* Begin EXTRACT *

While I was writing this, I asked my almost 12 yo whether he had any words of advice. He said, "if its important to him, it'll come"   Having been there, I can say that my husband and I have had many behind the door conversations addressing concerns for both boys writing. Concerns that are based on our own schooled-expectations that when we examine them don't hold up to reality.  In school they will only accommodate.  The boys are much better off in situations where we can assist with the writing needs (like at activities) and where they can take the time and energy to write when it's truly important to them.  This is opinion, but my feeling is that it's much better to encourage and support at where they are at,  than to pressure them into something they aren't ready for and create writing blocks and/or phobias.  

<<While I was concerned a little about his late reading, somehow I knew it would come about but I don't see writing as evolving the same way or am I wrong?>>
Our experience is that yes, given  acceptance, time, and encouragement, writing does come - when it's important to them to communicate.  
In our family,  we have living proof to talk about, and say that "not yet, but you will..."  My brother was one of these kids - late reader, writing very very difficult.  At 16 he published his first article in a technical magazine.  oh his editor had her work cut out for her. Now at 40 he's written and published an article every month since he was 18 years old. He now owns and is the publisher of the technical magazine that published his first article.  His spelling to this day is horrid, but he's a well respected leader in his profession and industry.  Very few people know that writing was and is difficult or that his spelling and grammar still need a great deal of editing.

* End EXTRACT *
* Begin DATA SUPPLIED *

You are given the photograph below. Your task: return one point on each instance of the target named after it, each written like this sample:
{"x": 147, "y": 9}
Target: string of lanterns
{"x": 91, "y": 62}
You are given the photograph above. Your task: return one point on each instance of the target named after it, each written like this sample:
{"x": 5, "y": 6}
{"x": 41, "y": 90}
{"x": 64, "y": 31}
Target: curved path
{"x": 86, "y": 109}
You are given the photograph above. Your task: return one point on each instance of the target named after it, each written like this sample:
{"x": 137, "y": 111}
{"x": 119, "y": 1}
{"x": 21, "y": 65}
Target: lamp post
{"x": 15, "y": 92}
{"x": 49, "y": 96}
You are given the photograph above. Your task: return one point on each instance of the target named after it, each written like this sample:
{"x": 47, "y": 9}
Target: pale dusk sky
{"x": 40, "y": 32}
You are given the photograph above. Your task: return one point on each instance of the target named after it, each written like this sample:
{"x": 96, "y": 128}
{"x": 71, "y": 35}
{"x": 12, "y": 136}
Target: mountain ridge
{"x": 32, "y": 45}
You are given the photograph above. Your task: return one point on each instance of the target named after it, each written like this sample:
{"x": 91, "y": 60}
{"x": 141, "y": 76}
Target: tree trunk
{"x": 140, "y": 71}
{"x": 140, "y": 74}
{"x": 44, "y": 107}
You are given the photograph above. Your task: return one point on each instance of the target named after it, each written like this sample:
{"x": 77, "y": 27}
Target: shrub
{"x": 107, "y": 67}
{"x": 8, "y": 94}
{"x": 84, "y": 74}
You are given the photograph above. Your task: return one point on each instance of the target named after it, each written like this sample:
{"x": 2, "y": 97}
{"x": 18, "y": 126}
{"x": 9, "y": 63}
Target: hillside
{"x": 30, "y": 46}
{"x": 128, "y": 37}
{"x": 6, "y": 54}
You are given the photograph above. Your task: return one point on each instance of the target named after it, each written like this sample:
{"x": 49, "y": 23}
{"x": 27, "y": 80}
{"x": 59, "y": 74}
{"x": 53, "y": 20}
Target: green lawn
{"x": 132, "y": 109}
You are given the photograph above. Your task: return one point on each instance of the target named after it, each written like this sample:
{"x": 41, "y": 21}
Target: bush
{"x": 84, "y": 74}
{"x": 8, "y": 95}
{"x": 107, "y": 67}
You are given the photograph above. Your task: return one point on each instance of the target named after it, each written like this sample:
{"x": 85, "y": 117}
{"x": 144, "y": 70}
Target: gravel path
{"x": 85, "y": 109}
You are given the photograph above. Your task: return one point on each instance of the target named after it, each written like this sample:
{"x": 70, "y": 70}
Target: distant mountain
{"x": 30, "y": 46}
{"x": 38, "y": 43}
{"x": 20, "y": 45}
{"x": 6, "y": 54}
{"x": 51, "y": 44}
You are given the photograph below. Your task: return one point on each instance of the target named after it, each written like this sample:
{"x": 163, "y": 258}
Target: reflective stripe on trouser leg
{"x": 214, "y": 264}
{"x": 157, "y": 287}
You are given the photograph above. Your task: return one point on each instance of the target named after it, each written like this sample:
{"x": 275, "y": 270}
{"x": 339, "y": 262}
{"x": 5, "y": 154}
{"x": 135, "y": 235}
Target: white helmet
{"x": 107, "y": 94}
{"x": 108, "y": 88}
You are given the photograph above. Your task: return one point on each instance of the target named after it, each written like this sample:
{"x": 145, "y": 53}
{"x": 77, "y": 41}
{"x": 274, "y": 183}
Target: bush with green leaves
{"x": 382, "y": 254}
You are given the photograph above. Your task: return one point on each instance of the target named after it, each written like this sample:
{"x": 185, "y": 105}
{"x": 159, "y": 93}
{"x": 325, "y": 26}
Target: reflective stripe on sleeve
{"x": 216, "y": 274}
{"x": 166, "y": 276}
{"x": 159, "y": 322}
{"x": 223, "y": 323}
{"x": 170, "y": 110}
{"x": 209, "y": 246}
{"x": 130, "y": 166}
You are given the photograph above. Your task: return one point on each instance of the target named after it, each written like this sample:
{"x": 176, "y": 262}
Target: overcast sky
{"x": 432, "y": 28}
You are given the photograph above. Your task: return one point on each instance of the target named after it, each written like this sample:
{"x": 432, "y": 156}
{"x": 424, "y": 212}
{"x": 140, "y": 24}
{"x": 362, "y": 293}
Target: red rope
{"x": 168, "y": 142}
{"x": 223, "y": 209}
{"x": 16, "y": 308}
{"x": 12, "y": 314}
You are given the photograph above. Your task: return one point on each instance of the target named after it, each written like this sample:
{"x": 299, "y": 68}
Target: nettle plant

* End DATA SUPPLIED *

Reproduce the entire passage on children who are slow to write, word for word, with nothing added or left out.

While I was writing this, I asked my almost 12 yo whether he had any words of advice. He said, "if its important to him, it'll come"   Having been there, I can say that my husband and I have had many behind the door conversations addressing concerns for both boys writing. Concerns that are based on our own schooled-expectations that when we examine them don't hold up to reality.  In school they will only accommodate.  The boys are much better off in situations where we can assist with the writing needs (like at activities) and where they can take the time and energy to write when it's truly important to them.  This is opinion, but my feeling is that it's much better to encourage and support at where they are at,  than to pressure them into something they aren't ready for and create writing blocks and/or phobias.  

<<While I was concerned a little about his late reading, somehow I knew it would come about but I don't see writing as evolving the same way or am I wrong?>>
Our experience is that yes, given  acceptance, time, and encouragement, writing does come - when it's important to them to communicate.  
In our family,  we have living proof to talk about, and say that "not yet, but you will..."  My brother was one of these kids - late reader, writing very very difficult.  At 16 he published his first article in a technical magazine.  oh his editor had her work cut out for her. Now at 40 he's written and published an article every month since he was 18 years old. He now owns and is the publisher of the technical magazine that published his first article.  His spelling to this day is horrid, but he's a well respected leader in his profession and industry.  Very few people know that writing was and is difficult or that his spelling and grammar still need a great deal of editing.